DÉjÀ Vu

Uneasy Lies the Beard

Thursday, May 13, 2021

2021

Equestrian portrait of a noble, attributed to Bakhta, c. 1775. The Metropolitan Museum of Art, purchase, Florence and Herbert Irving Gift and Rogers Fund.

Rising cases of Covid-19 in India have brought increased scrutiny to Prime Minister Narendra Modi’s crisis-management skills—and a recent change in his appearance. Several months into the pandemic, Modi debuted a new look: a long white beard had replaced his trim facial hair. The look was quickly assessed alongside the trend of bristled faces among world leaders—dubbed “crisis beards”—although most commentators in India and abroad rejected the idea that the prime minister’s facial hair was a result of lockdown restrictions on barber visits. The essayist Mukul Kesavan suspects that Modi—through his newfound “fleecy magnificence”—hopes to remind devout Hindus of a religious sage. The longer beard coincides with the beginning of construction on a controversial temple in Ayodhya where, in 1992, Hindu nationalists tore down a mosque that dated to the sixteenth century, believing the mosque stood on the birthplace of the god Rama. Kesavan writes in the Telegraph:

Hinduism lacks an organized clergy; it has nothing equivalent to the Buddhist sangha. But men and women dressed in the color of renunciation have always had a certain cachet, never more so than now. Unlike deracinated liberals, Modi sees the power and political potential of this saffron cadre and, as the elevation of [Hindu monk Yogi] Adityanath [to the office of chief minister] illustrates, he has moved to co-opt it. Five years ago, a journalist suggested to me that if Modi ever failed he would be replaced by someone further to the right of him, more bearded, and more visibly Hindu than him…

But Adityanath shouldn’t get his hopes up. If Modi is to be replaced in office, he intends to be replaced by a world-renouncing avatar of himself. During the general elections in 2019, Modi was pictured meditating in a cave in Kedarnath, swathed in saffron. If there was a criticism to be made of the art direction, it was that his hair and beard were too smartly trimmed for the Himalayan ascetic look. That has been remedied now.

361

Coin of Julian II, c. 363. © The J. Paul Getty Museum, gift of Lily Tomlin. Digital image courtesy of the Getty’s Open Content Program.

────────────────────────────────────────

§ **List of tasks**
A. Extract the passage of the text about Modi's beard from "But Adityanath shouldn’t" to "Open Content Program.", copying it word for word.
B. In the text about Modi's beard, list every person named in the two image captions, the one beginning "Equestrian portrait" and the one beginning "Coin of Julian II".

────────────────────────────────────────

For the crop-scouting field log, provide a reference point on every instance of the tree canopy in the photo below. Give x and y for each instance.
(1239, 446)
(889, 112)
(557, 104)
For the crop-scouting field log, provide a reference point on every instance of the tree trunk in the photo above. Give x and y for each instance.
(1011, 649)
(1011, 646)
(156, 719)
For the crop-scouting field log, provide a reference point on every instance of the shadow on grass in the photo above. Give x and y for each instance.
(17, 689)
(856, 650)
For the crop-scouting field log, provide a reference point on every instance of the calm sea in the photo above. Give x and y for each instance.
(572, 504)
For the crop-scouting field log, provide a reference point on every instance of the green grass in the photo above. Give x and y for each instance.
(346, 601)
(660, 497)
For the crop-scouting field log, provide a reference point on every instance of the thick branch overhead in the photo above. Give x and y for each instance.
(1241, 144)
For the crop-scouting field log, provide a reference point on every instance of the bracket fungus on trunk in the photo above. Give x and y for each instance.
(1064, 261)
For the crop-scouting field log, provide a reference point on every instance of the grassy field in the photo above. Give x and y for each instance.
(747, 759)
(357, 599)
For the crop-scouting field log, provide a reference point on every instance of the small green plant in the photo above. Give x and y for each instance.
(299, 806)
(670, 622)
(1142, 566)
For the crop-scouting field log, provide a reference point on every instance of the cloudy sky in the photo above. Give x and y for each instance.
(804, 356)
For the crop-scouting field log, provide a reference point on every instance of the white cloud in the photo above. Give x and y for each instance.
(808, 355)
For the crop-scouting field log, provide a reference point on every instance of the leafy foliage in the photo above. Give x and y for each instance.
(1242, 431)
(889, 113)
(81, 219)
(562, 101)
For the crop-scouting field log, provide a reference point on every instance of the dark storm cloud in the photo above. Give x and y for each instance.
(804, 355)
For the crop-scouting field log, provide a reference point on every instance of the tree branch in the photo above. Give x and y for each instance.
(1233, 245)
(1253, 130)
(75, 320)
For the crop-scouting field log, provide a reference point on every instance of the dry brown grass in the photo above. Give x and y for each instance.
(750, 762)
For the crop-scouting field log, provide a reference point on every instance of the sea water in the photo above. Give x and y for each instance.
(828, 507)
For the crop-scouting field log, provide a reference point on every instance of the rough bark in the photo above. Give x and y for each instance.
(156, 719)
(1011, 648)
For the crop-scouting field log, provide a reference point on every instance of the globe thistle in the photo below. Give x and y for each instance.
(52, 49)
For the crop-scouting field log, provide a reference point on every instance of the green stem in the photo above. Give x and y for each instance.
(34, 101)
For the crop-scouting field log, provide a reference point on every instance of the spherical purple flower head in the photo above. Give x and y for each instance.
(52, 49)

────────────────────────────────────────

§ **Solution list**
A.
But Adityanath shouldn’t get his hopes up. If Modi is to be replaced in office, he intends to be replaced by a world-renouncing avatar of himself. During the general elections in 2019, Modi was pictured meditating in a cave in Kedarnath, swathed in saffron. If there was a criticism to be made of the art direction, it was that his hair and beard were too smartly trimmed for the Himalayan ascetic look. That has been remedied now.

361

Coin of Julian II, c. 363. © The J. Paul Getty Museum, gift of Lily Tomlin. Digital image courtesy of the Getty’s Open Content Program.

B.
Bakhta
Florence Irving
Herbert Irving
Julian II
Lily Tomlin